-- Start of RECORDS FOR THIS EXERCISE --

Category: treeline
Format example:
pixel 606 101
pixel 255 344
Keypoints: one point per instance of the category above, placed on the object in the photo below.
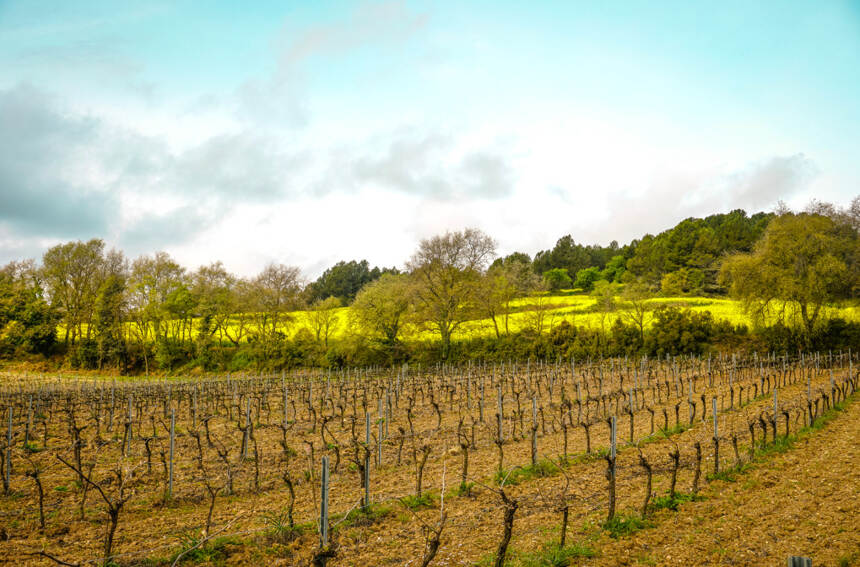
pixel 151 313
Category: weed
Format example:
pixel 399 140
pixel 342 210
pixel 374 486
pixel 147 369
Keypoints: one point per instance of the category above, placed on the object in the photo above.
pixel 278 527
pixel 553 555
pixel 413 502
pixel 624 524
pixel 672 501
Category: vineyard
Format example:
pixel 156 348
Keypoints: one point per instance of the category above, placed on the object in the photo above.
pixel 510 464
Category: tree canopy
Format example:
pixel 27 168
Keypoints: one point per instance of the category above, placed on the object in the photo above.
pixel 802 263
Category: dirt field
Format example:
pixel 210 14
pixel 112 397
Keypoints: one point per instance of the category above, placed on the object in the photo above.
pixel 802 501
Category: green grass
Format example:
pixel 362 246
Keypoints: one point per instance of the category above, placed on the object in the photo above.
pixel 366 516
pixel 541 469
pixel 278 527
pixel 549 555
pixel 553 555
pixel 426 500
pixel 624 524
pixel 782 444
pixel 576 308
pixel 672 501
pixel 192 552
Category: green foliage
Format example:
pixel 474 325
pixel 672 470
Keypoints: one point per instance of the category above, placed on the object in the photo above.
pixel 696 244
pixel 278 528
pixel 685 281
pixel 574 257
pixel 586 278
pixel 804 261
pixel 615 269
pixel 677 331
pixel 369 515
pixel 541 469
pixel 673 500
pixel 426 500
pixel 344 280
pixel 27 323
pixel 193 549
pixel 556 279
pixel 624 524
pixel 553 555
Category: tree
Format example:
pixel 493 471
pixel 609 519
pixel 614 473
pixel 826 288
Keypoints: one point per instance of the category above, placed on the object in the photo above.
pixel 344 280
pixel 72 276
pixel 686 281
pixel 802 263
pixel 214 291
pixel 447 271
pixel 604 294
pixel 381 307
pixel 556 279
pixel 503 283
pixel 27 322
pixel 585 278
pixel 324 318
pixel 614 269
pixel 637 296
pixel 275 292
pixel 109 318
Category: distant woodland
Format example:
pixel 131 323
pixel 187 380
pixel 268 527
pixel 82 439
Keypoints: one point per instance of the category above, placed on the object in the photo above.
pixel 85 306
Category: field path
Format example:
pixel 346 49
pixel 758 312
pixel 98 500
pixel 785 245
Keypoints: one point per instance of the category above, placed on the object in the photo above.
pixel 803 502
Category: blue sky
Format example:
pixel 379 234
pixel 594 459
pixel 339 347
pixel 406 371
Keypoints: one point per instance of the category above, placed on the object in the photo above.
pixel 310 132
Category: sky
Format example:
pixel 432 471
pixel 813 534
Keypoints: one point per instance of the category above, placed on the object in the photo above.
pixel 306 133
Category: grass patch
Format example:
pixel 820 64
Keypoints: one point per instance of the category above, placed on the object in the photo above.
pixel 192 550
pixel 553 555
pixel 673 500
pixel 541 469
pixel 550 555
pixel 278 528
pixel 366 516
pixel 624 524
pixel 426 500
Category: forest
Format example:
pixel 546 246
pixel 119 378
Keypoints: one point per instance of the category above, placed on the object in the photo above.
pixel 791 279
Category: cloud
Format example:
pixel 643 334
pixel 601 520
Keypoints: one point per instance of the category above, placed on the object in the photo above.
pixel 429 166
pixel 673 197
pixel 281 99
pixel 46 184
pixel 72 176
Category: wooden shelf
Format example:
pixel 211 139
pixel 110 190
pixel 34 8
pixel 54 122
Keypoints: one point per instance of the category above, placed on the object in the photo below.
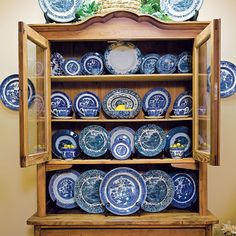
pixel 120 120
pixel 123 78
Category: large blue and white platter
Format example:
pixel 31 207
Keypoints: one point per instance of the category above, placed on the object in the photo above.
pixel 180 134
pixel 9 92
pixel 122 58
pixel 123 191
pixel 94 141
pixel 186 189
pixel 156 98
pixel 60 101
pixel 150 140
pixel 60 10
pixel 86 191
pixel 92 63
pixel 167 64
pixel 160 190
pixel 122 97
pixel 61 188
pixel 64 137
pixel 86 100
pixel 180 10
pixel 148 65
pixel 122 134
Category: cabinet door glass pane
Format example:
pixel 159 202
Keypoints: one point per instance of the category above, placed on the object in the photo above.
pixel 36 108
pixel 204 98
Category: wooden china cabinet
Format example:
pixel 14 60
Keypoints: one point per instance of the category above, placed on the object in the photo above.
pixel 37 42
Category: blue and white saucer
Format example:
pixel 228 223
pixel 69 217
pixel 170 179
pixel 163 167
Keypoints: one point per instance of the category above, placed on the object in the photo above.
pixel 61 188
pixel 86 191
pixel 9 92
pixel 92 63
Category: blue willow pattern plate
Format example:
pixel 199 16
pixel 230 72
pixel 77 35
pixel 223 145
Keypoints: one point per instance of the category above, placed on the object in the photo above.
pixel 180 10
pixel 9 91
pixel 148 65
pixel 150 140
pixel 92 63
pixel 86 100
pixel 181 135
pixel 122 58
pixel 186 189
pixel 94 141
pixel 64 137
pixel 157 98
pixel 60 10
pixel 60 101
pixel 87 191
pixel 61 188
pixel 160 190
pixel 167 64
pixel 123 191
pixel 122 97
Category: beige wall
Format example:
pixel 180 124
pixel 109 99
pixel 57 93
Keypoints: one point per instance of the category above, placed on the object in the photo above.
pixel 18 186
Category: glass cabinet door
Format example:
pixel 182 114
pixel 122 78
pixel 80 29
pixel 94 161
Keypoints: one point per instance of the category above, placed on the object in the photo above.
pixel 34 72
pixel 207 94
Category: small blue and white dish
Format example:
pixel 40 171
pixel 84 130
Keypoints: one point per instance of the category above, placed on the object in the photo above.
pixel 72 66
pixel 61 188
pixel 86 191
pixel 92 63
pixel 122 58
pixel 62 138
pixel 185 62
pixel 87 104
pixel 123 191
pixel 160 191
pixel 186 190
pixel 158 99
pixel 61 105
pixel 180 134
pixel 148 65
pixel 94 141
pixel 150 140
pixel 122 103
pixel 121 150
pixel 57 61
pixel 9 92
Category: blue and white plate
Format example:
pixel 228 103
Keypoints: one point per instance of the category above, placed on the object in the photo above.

-- End of RECORDS FOR THIS EXERCISE --

EXERCISE: Set out the entire listing above as a numbered list, one entry per line, with blank lines dropped and the pictures omitted.

CORRECT OUTPUT:
1. Category: treeline
2. Format example:
3. pixel 606 101
4. pixel 255 344
5. Keypoints: one point per instance of the category above, placed on the object in the photo below.
6. pixel 151 313
7. Category: weed
8. Format example:
9. pixel 399 140
10. pixel 342 210
11. pixel 374 486
12. pixel 147 369
13. Keypoints: one point per instance of the category above, placed on the object in the photo above.
14. pixel 278 527
15. pixel 553 555
16. pixel 413 502
17. pixel 624 524
18. pixel 672 501
19. Category: vineyard
20. Format example:
21. pixel 156 348
22. Keypoints: one point per instance of the category above, placed on the object in the photo above.
23. pixel 510 464
24. Category: tree canopy
25. Format example:
26. pixel 27 168
27. Keypoints: one point per instance of the category above, placed on the object in the photo above.
28. pixel 802 263
29. Category: dirt field
30. Format example:
31. pixel 210 14
32. pixel 112 397
33. Keypoints: one point per instance of the category above, placed on the object in the photo above.
34. pixel 802 501
35. Category: green grass
36. Format example:
37. pixel 362 246
38. Keypoints: one point per instance of the category above, placed on the object in the photo above.
39. pixel 366 516
40. pixel 541 469
41. pixel 278 527
42. pixel 549 555
43. pixel 553 555
44. pixel 426 500
45. pixel 624 524
46. pixel 782 444
47. pixel 576 308
48. pixel 672 501
49. pixel 192 552
50. Category: green foliage
51. Format example:
52. pixel 474 325
53. pixel 672 470
54. Keypoints: one point per instance of the category above, placed on the object in the photo above.
55. pixel 696 244
56. pixel 278 528
57. pixel 685 281
58. pixel 574 257
59. pixel 586 278
60. pixel 804 261
61. pixel 615 269
62. pixel 677 331
63. pixel 369 515
64. pixel 541 469
65. pixel 673 500
66. pixel 426 500
67. pixel 344 280
68. pixel 27 323
69. pixel 193 549
70. pixel 556 279
71. pixel 624 524
72. pixel 553 555
73. Category: tree
74. Format example:
75. pixel 493 471
76. pixel 609 519
77. pixel 614 473
78. pixel 826 288
79. Keypoints: one point per instance of the category above, placed on the object in the photo above.
80. pixel 344 280
81. pixel 72 276
82. pixel 686 281
83. pixel 802 263
84. pixel 214 291
85. pixel 447 271
86. pixel 604 294
87. pixel 381 307
88. pixel 556 279
89. pixel 503 283
90. pixel 27 322
91. pixel 585 278
92. pixel 324 318
93. pixel 614 269
94. pixel 637 296
95. pixel 275 292
96. pixel 109 318
97. Category: distant woodland
98. Format example:
99. pixel 131 323
100. pixel 187 380
101. pixel 268 527
102. pixel 82 439
103. Keypoints: one point per instance of the category above, placed on the object in the photo above.
104. pixel 85 306
105. Category: field path
106. Format example:
107. pixel 346 49
108. pixel 758 312
109. pixel 98 500
110. pixel 785 245
111. Keypoints: one point per instance of the category above, placed on the object in the photo above.
112. pixel 803 502
113. Category: blue sky
114. Format example:
115. pixel 379 234
116. pixel 594 459
117. pixel 339 347
118. pixel 406 371
119. Keypoints: one point per instance of the category above, placed on the object in the photo above.
120. pixel 310 132
121. Category: sky
122. Format example:
123. pixel 432 471
124. pixel 813 534
125. Keypoints: one point per instance of the category above, placed on the object in the photo above.
126. pixel 306 133
127. Category: grass patch
128. Format example:
129. pixel 820 64
130. Keypoints: one point per instance of the category above, placed on the object in the photo above.
131. pixel 192 550
132. pixel 553 555
133. pixel 673 500
134. pixel 541 469
135. pixel 550 555
136. pixel 278 528
137. pixel 366 516
138. pixel 624 524
139. pixel 426 500
140. Category: forest
141. Format example:
142. pixel 546 246
143. pixel 119 378
144. Keypoints: one point per instance of the category above, placed on the object in the photo above.
145. pixel 791 279
146. Category: cloud
147. Format example:
148. pixel 643 334
149. pixel 601 520
150. Keypoints: one point per instance of the category above, placed on the object in the photo above.
151. pixel 429 166
152. pixel 673 197
153. pixel 281 99
154. pixel 46 184
155. pixel 72 176
156. Category: wooden shelf
157. Format example:
158. pixel 211 139
159. pixel 110 190
160. pixel 34 8
161. pixel 54 122
162. Keypoints: one point per instance of the category above, placed on the object in the photo below.
163. pixel 120 120
164. pixel 123 78
165. Category: large blue and white platter
166. Format example:
167. pixel 31 207
168. Keypoints: one point per instance of the category above, placed on the object in the photo above.
169. pixel 180 134
170. pixel 9 92
171. pixel 122 58
172. pixel 123 191
173. pixel 94 141
174. pixel 186 189
175. pixel 156 98
176. pixel 60 101
177. pixel 150 140
178. pixel 60 10
179. pixel 86 191
180. pixel 92 63
181. pixel 167 64
182. pixel 160 190
183. pixel 122 97
184. pixel 61 188
185. pixel 64 137
186. pixel 86 100
187. pixel 180 10
188. pixel 148 65
189. pixel 122 134
190. Category: cabinet door glass pane
191. Format example:
192. pixel 159 202
193. Keypoints: one point per instance of the category above, placed on the object in the photo above.
194. pixel 36 108
195. pixel 204 98
196. Category: wooden china cabinet
197. Format example:
198. pixel 14 60
199. Keypoints: one point per instance of the category above, placed on the object in the photo above.
200. pixel 37 42
201. Category: blue and white saucer
202. Format example:
203. pixel 228 223
204. pixel 69 217
205. pixel 170 179
206. pixel 163 167
207. Keypoints: one point per instance of the category above, placed on the object in the photo above.
208. pixel 61 188
209. pixel 86 191
210. pixel 9 92
211. pixel 92 63
212. Category: blue willow pattern plate
213. Format example:
214. pixel 199 16
215. pixel 230 72
216. pixel 77 35
217. pixel 223 145
218. Keypoints: one point per instance of the category above, placed on the object in the photo above.
219. pixel 180 10
220. pixel 9 91
221. pixel 148 65
222. pixel 150 140
223. pixel 92 63
224. pixel 86 100
225. pixel 181 135
226. pixel 122 58
227. pixel 186 189
228. pixel 94 141
229. pixel 64 137
230. pixel 157 98
231. pixel 60 10
232. pixel 60 101
233. pixel 87 191
234. pixel 61 188
235. pixel 160 190
236. pixel 167 64
237. pixel 123 191
238. pixel 122 97
239. Category: beige wall
240. Format example:
241. pixel 180 124
242. pixel 109 99
243. pixel 57 93
244. Keypoints: one point per instance of the category above, placed on the object in the photo above.
245. pixel 18 186
246. Category: glass cabinet door
247. Format example:
248. pixel 182 114
249. pixel 122 78
250. pixel 80 29
251. pixel 94 161
252. Keypoints: one point per instance of the category above, placed on the object in the photo above.
253. pixel 34 72
254. pixel 207 94
255. Category: small blue and white dish
256. Format example:
257. pixel 40 171
258. pixel 84 130
259. Keypoints: one point per instance of the category above, placed on the object in the photo above.
260. pixel 72 66
261. pixel 61 188
262. pixel 86 191
263. pixel 92 63
264. pixel 122 58
265. pixel 62 138
266. pixel 185 62
267. pixel 87 104
268. pixel 123 191
269. pixel 160 191
270. pixel 186 190
271. pixel 158 99
272. pixel 61 105
273. pixel 180 134
274. pixel 148 65
275. pixel 94 141
276. pixel 150 140
277. pixel 122 103
278. pixel 121 150
279. pixel 57 61
280. pixel 9 92
281. Category: blue and white plate
282. Format example:
283. pixel 228 103
284. Keypoints: one point per instance of the category above, placed on the object in the photo above.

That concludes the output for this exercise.